Exercise instructions -> For the data below, please report each line where the word "horse" is found.

Exercise input ->
++++++

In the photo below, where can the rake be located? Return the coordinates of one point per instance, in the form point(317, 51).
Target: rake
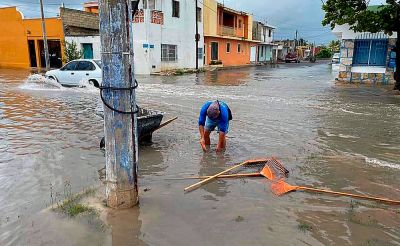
point(247, 163)
point(272, 170)
point(281, 187)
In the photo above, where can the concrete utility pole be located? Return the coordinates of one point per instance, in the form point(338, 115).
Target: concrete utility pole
point(118, 95)
point(45, 45)
point(197, 38)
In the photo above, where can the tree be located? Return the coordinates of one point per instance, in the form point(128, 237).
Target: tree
point(72, 52)
point(334, 46)
point(324, 53)
point(385, 18)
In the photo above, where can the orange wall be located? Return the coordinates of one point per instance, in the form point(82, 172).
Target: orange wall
point(15, 33)
point(233, 58)
point(13, 41)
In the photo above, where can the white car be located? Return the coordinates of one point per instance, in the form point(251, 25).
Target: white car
point(75, 72)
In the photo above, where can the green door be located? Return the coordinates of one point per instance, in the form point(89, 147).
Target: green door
point(87, 51)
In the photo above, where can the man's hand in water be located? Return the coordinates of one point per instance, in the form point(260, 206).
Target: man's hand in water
point(203, 144)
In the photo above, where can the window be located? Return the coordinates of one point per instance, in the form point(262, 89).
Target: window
point(199, 53)
point(198, 14)
point(175, 9)
point(370, 52)
point(149, 4)
point(169, 52)
point(70, 66)
point(85, 66)
point(98, 62)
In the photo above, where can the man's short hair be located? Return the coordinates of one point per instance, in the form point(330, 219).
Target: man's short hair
point(213, 110)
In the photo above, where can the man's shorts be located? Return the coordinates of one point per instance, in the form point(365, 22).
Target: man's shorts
point(211, 124)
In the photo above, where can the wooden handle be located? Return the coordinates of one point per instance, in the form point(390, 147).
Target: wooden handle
point(237, 175)
point(349, 194)
point(198, 184)
point(165, 123)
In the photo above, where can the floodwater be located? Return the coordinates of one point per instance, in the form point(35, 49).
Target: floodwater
point(338, 137)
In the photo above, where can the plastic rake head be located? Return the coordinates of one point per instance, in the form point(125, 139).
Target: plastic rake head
point(280, 187)
point(274, 170)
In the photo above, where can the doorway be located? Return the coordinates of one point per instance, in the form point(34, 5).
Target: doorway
point(54, 53)
point(214, 51)
point(32, 53)
point(87, 51)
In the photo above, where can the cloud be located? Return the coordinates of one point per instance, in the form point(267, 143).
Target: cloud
point(287, 15)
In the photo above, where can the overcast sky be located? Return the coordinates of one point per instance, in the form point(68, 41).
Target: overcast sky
point(286, 15)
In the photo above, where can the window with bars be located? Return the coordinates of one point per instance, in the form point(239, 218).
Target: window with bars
point(175, 8)
point(169, 52)
point(149, 4)
point(370, 52)
point(228, 47)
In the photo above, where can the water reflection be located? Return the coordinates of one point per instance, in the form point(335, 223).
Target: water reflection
point(125, 227)
point(227, 78)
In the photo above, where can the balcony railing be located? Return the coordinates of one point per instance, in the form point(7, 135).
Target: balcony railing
point(145, 15)
point(227, 31)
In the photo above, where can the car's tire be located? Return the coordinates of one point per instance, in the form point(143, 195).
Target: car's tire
point(94, 83)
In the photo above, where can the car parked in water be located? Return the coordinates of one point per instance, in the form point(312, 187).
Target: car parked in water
point(291, 57)
point(76, 72)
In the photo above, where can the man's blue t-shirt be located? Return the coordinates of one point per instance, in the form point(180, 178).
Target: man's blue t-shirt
point(223, 118)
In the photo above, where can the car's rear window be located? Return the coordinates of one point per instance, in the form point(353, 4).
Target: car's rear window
point(98, 62)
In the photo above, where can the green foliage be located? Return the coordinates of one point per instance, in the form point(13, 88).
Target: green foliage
point(324, 53)
point(72, 52)
point(334, 46)
point(364, 18)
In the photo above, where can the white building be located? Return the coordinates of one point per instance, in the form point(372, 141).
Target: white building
point(265, 34)
point(164, 35)
point(366, 57)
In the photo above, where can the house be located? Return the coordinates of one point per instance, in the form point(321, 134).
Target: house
point(281, 48)
point(227, 35)
point(265, 34)
point(82, 27)
point(21, 40)
point(366, 57)
point(164, 34)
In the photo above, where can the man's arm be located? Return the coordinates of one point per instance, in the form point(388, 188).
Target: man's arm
point(221, 142)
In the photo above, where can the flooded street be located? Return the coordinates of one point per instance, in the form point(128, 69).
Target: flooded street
point(339, 137)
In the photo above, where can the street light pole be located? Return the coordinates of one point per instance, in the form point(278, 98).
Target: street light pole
point(197, 37)
point(118, 96)
point(45, 45)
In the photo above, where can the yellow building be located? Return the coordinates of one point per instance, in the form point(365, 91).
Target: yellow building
point(227, 35)
point(21, 40)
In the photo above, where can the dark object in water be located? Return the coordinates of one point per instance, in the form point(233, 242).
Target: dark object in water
point(148, 122)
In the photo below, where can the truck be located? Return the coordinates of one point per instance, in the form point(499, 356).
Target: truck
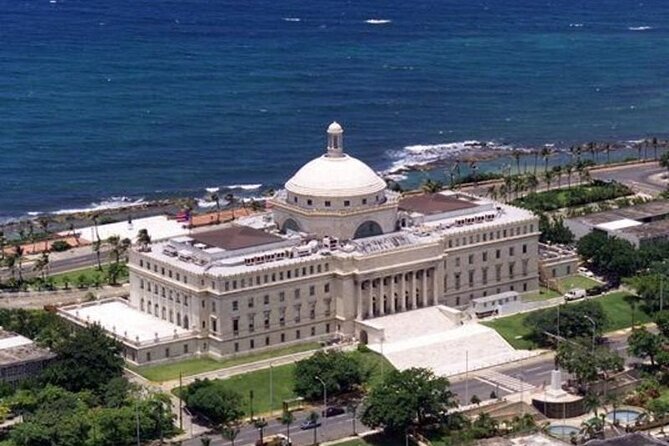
point(575, 294)
point(275, 440)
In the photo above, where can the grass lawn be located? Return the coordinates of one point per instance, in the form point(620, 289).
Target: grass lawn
point(513, 330)
point(543, 294)
point(193, 366)
point(618, 313)
point(89, 274)
point(577, 281)
point(283, 383)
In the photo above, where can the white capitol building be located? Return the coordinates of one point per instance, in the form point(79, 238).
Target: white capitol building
point(335, 252)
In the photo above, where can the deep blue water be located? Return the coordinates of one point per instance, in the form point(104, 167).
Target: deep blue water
point(146, 98)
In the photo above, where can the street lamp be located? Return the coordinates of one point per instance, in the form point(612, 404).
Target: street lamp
point(325, 402)
point(594, 330)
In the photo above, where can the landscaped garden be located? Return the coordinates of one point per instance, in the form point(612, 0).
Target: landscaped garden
point(194, 366)
point(555, 199)
point(616, 307)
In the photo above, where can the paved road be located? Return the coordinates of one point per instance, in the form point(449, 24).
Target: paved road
point(332, 428)
point(641, 178)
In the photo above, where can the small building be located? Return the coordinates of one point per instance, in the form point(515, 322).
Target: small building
point(21, 358)
point(502, 303)
point(556, 262)
point(642, 224)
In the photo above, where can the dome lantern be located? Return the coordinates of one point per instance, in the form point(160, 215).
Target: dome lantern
point(335, 140)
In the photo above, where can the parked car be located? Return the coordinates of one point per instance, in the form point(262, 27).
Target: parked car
point(310, 424)
point(575, 294)
point(332, 411)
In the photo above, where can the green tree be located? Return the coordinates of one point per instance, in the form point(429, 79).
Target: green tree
point(341, 372)
point(645, 344)
point(287, 418)
point(89, 359)
point(407, 397)
point(213, 400)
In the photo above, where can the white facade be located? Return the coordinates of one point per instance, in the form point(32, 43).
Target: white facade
point(319, 275)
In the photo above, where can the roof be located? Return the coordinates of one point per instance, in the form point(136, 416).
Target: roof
point(618, 224)
point(236, 237)
point(436, 203)
point(635, 439)
point(342, 176)
point(16, 348)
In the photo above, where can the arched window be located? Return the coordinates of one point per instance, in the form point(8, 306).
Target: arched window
point(368, 229)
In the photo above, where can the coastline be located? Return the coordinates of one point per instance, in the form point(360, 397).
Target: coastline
point(468, 157)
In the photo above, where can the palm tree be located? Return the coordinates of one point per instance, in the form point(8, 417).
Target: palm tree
point(44, 224)
point(260, 424)
point(569, 169)
point(431, 186)
point(143, 239)
point(492, 192)
point(213, 196)
point(546, 152)
point(607, 149)
point(313, 418)
point(516, 155)
point(558, 174)
point(18, 254)
point(287, 419)
point(548, 177)
point(3, 243)
point(230, 431)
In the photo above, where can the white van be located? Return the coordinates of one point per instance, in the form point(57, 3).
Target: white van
point(575, 294)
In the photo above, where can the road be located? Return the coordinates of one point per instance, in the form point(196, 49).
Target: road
point(332, 428)
point(643, 178)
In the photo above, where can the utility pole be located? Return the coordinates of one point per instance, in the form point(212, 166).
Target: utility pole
point(181, 410)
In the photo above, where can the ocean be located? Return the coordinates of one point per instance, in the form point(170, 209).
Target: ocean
point(144, 99)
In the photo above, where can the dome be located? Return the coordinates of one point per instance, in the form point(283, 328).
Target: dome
point(342, 176)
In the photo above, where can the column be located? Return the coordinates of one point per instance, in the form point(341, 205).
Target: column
point(392, 294)
point(360, 293)
point(435, 287)
point(402, 293)
point(424, 290)
point(370, 300)
point(381, 301)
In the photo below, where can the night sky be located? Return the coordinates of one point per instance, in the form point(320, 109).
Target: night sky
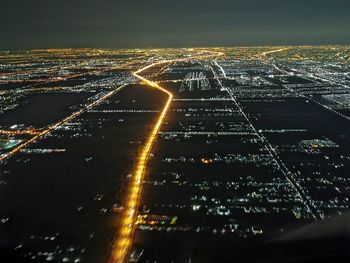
point(162, 23)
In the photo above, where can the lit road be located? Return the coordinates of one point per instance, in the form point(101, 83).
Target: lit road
point(58, 124)
point(122, 245)
point(124, 239)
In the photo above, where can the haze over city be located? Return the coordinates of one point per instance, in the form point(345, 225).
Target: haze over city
point(174, 131)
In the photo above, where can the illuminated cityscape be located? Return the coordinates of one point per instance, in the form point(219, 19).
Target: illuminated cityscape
point(174, 154)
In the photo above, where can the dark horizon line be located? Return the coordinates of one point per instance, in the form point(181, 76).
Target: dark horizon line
point(176, 47)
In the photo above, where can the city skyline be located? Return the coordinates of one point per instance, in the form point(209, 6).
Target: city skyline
point(124, 24)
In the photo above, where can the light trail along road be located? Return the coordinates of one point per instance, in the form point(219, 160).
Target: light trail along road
point(124, 239)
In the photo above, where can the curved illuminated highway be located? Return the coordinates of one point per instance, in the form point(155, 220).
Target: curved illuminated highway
point(123, 242)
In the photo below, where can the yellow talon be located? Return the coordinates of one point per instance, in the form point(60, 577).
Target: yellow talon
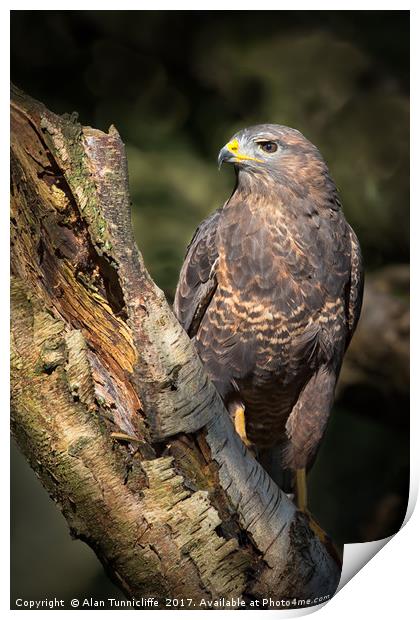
point(302, 505)
point(240, 425)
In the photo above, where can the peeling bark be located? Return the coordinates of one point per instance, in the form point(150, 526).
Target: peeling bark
point(111, 405)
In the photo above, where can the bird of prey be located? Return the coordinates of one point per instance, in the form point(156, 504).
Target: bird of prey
point(271, 291)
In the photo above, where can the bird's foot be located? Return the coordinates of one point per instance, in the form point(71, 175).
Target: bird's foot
point(240, 426)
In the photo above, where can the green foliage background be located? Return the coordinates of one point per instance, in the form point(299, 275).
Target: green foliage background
point(177, 85)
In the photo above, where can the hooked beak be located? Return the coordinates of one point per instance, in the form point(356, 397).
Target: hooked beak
point(225, 155)
point(230, 154)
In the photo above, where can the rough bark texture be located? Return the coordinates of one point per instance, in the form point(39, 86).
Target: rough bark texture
point(110, 403)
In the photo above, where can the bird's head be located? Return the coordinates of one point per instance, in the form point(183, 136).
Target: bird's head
point(274, 152)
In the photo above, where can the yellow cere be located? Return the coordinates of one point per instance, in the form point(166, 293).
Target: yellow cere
point(233, 147)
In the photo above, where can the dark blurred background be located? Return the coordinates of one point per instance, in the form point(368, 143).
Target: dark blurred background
point(177, 85)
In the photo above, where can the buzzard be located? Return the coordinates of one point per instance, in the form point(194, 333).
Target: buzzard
point(270, 292)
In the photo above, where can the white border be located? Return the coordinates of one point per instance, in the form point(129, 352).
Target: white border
point(387, 585)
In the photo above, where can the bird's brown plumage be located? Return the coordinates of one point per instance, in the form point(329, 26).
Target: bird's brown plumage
point(271, 291)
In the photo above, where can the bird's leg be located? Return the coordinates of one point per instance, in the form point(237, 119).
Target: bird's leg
point(237, 412)
point(301, 490)
point(240, 424)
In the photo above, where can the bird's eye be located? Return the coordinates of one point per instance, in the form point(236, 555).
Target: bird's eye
point(268, 147)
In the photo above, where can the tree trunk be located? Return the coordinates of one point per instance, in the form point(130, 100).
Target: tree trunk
point(110, 403)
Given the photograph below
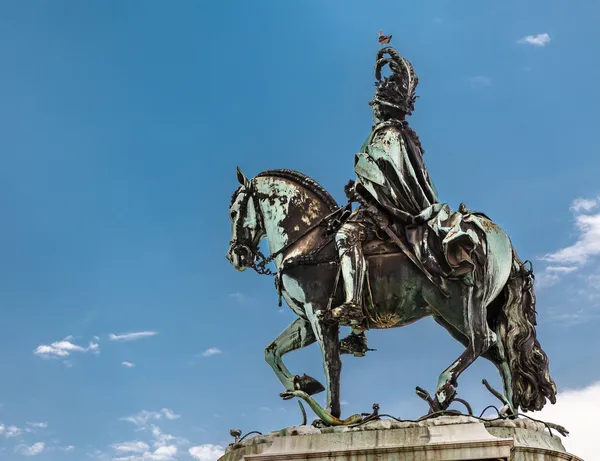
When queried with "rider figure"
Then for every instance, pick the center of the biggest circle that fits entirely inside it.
(390, 176)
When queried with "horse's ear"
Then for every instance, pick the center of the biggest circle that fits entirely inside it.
(242, 179)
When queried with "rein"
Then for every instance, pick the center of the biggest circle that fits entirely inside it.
(258, 260)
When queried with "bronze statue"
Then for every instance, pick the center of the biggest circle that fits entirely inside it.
(399, 257)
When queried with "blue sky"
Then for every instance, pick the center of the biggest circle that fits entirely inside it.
(121, 123)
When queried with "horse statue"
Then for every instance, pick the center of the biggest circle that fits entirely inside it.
(496, 319)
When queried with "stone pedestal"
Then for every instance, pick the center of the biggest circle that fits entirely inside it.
(456, 438)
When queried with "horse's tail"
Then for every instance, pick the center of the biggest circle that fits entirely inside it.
(531, 380)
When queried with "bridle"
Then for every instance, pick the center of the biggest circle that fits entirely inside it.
(242, 246)
(256, 259)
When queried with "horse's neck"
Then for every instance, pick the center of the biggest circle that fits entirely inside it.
(284, 211)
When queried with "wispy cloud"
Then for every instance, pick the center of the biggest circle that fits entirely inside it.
(64, 348)
(584, 205)
(480, 80)
(142, 418)
(134, 446)
(535, 40)
(40, 425)
(240, 298)
(30, 450)
(206, 452)
(132, 336)
(10, 431)
(211, 351)
(587, 244)
(162, 447)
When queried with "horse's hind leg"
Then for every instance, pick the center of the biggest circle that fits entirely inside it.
(497, 356)
(480, 339)
(296, 336)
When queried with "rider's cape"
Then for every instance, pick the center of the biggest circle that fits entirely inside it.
(391, 168)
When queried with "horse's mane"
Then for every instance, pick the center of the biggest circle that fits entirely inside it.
(305, 181)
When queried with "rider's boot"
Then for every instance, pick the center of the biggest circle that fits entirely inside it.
(353, 265)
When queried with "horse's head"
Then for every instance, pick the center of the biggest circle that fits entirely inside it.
(247, 229)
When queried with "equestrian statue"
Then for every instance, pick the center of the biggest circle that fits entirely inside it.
(397, 257)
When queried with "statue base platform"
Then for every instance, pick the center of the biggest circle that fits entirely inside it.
(447, 438)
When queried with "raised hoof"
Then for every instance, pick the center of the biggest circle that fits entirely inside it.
(318, 424)
(445, 396)
(348, 314)
(355, 344)
(308, 384)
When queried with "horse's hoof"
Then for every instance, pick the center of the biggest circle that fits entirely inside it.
(445, 395)
(318, 424)
(308, 384)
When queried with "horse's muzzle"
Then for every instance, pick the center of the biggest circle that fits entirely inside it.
(240, 257)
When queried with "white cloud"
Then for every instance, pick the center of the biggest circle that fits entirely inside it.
(135, 446)
(536, 40)
(142, 418)
(211, 351)
(586, 247)
(561, 269)
(30, 450)
(241, 298)
(577, 411)
(131, 336)
(64, 348)
(40, 425)
(169, 414)
(583, 204)
(207, 452)
(480, 80)
(164, 448)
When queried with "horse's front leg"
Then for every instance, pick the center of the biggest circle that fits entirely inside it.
(481, 338)
(296, 336)
(327, 336)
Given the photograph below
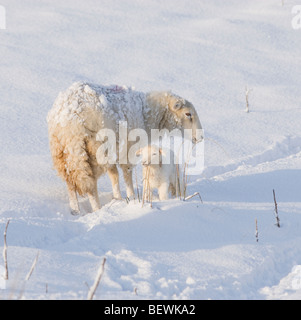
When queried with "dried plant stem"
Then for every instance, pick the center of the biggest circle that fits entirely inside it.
(247, 100)
(138, 193)
(256, 232)
(147, 191)
(276, 210)
(100, 273)
(5, 252)
(32, 267)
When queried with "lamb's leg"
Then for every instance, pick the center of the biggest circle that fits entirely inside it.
(94, 199)
(173, 190)
(163, 191)
(128, 178)
(114, 177)
(74, 206)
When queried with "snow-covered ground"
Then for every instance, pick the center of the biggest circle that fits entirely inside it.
(205, 51)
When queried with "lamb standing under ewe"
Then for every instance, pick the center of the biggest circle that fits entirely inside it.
(80, 112)
(157, 172)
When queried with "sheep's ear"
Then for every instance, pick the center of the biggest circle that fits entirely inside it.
(177, 105)
(138, 153)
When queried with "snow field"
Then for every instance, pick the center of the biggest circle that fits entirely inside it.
(205, 51)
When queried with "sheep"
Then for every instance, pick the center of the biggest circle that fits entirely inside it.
(79, 113)
(159, 172)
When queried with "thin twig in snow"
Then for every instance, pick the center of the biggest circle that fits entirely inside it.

++++++

Task response ->
When queried with "horse's ear"
When queried with "horse statue"
When queried with "horse's tail"
When queried with "horse's neck"
When queried with "horse's hind leg"
When queried with "horse's mane"
When queried with "horse's head"
When queried with "horse's hoof"
When queried with "horse's muzzle"
When queried with "horse's front leg"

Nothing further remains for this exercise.